§ **Exercise goal**
Return each line of the records that contains the word "trace", treating uppercase and lowercase letters as distinct.

┌────────

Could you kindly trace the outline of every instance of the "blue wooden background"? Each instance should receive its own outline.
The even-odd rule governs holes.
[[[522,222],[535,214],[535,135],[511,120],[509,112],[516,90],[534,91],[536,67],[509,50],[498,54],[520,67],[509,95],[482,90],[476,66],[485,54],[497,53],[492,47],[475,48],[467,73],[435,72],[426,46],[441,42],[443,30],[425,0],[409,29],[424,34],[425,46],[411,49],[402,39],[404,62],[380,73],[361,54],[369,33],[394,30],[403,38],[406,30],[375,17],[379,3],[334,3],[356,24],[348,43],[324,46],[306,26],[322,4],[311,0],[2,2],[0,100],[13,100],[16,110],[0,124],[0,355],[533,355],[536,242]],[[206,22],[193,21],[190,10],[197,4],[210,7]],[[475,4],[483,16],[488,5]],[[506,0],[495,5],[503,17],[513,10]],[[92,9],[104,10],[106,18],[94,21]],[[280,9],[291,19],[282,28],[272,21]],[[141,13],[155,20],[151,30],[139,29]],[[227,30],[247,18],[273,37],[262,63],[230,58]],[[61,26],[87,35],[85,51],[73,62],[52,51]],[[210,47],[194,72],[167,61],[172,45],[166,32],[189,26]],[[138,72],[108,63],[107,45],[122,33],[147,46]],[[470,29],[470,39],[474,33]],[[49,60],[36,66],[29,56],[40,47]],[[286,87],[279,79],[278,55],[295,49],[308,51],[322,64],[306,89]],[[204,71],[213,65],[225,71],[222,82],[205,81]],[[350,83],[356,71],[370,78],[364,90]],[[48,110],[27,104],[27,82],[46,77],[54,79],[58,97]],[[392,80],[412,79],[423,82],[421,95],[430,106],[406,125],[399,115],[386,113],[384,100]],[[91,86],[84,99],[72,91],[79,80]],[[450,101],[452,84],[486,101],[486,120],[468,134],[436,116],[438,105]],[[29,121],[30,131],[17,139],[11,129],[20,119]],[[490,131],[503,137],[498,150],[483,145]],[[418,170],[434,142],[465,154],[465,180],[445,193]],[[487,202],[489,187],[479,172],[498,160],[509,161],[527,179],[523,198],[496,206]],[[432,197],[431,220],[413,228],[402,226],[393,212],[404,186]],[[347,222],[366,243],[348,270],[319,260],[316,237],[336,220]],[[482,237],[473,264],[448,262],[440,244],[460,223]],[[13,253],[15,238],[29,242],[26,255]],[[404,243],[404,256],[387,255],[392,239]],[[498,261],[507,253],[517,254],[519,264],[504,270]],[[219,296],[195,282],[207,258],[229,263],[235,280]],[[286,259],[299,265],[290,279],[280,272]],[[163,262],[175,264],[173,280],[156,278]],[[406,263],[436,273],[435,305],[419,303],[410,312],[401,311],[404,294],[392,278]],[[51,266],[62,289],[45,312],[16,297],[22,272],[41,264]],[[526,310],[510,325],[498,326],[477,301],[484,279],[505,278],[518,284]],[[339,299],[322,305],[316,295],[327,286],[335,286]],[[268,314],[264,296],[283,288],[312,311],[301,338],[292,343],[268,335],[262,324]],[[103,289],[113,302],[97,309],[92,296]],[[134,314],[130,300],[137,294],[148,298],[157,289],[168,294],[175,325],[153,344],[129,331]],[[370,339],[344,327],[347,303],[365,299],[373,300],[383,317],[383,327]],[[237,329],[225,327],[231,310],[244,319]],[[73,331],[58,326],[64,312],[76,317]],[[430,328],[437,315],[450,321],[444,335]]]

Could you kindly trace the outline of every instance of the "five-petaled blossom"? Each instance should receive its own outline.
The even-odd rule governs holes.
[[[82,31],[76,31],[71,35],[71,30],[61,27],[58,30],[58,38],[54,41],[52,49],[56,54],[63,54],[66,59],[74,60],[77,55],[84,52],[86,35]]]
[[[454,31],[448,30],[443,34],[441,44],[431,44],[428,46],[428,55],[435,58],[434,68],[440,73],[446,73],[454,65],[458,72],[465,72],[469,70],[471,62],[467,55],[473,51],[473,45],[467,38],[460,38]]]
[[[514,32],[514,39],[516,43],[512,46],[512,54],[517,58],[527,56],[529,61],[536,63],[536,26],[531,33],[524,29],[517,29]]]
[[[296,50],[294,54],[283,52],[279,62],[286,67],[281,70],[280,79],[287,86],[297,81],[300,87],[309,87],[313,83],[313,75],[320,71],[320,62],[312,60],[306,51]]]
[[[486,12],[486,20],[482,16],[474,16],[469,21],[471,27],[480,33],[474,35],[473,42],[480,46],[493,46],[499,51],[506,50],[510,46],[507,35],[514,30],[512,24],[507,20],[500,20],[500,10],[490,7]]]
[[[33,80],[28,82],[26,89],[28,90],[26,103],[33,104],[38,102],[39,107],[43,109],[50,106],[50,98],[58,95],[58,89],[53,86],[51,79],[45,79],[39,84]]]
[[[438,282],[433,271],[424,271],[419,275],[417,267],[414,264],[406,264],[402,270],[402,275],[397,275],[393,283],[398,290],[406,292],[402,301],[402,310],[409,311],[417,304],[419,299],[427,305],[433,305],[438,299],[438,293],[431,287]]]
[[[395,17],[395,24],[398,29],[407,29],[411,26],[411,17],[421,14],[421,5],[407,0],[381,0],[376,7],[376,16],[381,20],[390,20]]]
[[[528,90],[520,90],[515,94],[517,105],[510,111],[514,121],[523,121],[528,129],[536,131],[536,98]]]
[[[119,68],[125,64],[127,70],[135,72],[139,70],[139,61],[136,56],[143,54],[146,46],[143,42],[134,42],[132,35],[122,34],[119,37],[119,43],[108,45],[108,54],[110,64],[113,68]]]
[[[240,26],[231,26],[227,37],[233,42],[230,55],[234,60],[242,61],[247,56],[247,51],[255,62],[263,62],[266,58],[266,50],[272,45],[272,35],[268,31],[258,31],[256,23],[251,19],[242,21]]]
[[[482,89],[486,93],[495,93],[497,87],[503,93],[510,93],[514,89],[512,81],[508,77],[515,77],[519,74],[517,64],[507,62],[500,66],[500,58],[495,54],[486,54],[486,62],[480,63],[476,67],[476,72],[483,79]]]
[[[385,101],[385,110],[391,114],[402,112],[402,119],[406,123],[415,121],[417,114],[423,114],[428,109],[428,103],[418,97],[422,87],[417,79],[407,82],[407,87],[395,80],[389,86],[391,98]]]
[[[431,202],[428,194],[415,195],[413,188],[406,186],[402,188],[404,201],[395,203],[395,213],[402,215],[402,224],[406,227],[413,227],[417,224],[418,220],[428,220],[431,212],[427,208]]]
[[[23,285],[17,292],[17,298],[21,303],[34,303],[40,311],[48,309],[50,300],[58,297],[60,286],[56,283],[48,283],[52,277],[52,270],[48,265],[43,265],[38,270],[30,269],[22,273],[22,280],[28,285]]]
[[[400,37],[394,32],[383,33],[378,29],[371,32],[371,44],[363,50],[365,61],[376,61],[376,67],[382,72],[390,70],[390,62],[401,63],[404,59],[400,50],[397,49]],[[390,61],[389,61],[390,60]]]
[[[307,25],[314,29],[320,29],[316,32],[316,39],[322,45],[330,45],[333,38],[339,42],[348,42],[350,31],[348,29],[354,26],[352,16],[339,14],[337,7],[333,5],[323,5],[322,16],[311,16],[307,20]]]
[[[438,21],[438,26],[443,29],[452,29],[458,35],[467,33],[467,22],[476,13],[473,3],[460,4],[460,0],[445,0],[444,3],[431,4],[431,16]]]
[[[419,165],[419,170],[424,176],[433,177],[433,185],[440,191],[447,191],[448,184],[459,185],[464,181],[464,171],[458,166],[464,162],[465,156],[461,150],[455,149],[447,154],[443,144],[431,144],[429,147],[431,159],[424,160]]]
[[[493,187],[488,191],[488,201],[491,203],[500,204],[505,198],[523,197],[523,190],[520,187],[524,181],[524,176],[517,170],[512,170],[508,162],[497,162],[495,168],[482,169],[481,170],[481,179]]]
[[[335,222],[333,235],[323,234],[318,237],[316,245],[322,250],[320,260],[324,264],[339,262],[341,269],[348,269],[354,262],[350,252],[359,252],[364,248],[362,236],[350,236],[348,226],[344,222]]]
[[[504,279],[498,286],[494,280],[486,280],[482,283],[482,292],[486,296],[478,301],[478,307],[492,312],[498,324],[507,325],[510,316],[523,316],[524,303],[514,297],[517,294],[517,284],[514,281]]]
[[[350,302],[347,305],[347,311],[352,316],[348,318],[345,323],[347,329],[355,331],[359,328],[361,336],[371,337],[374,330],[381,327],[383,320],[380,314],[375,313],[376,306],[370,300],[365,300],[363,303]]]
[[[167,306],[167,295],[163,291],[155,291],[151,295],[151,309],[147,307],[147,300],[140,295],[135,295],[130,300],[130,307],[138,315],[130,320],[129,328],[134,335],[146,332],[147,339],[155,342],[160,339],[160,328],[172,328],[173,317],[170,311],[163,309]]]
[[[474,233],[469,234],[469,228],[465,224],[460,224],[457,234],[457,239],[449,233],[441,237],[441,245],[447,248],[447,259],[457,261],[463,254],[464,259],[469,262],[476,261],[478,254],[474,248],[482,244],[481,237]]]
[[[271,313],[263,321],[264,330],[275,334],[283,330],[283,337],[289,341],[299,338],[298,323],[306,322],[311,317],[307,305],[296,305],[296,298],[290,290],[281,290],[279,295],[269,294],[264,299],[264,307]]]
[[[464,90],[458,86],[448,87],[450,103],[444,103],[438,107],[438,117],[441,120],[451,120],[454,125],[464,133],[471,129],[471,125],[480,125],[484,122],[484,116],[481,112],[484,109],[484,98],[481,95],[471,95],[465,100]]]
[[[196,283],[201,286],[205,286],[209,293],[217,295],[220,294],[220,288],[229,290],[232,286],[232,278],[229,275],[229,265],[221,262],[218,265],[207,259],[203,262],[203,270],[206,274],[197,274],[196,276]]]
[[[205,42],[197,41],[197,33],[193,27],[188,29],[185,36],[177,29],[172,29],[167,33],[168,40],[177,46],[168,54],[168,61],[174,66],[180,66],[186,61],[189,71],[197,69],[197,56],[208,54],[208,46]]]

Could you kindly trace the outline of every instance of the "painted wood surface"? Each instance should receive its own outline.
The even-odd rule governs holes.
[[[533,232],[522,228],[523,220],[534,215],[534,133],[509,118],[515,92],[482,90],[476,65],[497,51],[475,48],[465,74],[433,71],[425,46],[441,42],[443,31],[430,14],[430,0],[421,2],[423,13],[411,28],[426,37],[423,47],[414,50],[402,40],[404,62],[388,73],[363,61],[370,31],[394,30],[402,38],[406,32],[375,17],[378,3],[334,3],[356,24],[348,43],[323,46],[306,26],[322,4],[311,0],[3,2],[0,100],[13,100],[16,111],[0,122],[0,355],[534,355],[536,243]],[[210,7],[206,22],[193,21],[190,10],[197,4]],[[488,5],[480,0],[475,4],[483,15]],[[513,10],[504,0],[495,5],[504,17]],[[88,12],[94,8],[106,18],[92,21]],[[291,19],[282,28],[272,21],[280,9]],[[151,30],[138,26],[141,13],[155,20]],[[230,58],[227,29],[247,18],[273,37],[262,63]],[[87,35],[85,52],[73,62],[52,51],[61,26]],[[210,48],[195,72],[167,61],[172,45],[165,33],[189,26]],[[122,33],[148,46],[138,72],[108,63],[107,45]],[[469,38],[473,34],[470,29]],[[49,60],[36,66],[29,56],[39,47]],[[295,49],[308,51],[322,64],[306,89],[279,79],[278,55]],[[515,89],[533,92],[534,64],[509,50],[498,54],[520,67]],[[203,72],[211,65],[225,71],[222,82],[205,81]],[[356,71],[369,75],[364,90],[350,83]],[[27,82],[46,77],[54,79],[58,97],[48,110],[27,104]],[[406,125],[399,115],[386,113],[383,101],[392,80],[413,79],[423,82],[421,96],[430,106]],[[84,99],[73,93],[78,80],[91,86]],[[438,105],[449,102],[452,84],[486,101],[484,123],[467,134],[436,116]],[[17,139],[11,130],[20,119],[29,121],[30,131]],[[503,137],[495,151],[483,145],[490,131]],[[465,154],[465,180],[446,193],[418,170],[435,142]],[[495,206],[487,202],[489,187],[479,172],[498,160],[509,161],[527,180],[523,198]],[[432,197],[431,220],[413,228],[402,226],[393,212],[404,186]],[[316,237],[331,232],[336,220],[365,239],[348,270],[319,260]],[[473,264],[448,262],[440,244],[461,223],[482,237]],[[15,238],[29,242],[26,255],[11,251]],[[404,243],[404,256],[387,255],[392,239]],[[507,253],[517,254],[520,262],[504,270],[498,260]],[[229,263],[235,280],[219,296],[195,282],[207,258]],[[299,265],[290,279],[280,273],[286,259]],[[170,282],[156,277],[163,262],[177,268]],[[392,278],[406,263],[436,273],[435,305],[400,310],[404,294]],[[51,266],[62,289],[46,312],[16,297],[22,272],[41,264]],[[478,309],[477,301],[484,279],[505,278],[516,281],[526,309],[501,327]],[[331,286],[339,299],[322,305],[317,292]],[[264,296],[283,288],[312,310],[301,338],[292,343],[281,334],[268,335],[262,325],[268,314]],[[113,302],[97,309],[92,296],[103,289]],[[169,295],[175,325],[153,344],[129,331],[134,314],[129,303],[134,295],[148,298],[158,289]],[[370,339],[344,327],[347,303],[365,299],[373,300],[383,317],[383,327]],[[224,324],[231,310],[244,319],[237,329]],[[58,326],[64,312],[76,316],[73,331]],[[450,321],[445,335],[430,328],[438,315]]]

└────────

§ **The solution**
Could you kindly trace the outline of every instance of the "blue wooden background"? Each instance should receive its own outline.
Could you kindly trace the outline of every instance of the "five-petaled blossom"? Each instance should receive its own outline.
Could you kindly trace the outline of every instance of the "painted wood surface"? Each instance should receive its own outline.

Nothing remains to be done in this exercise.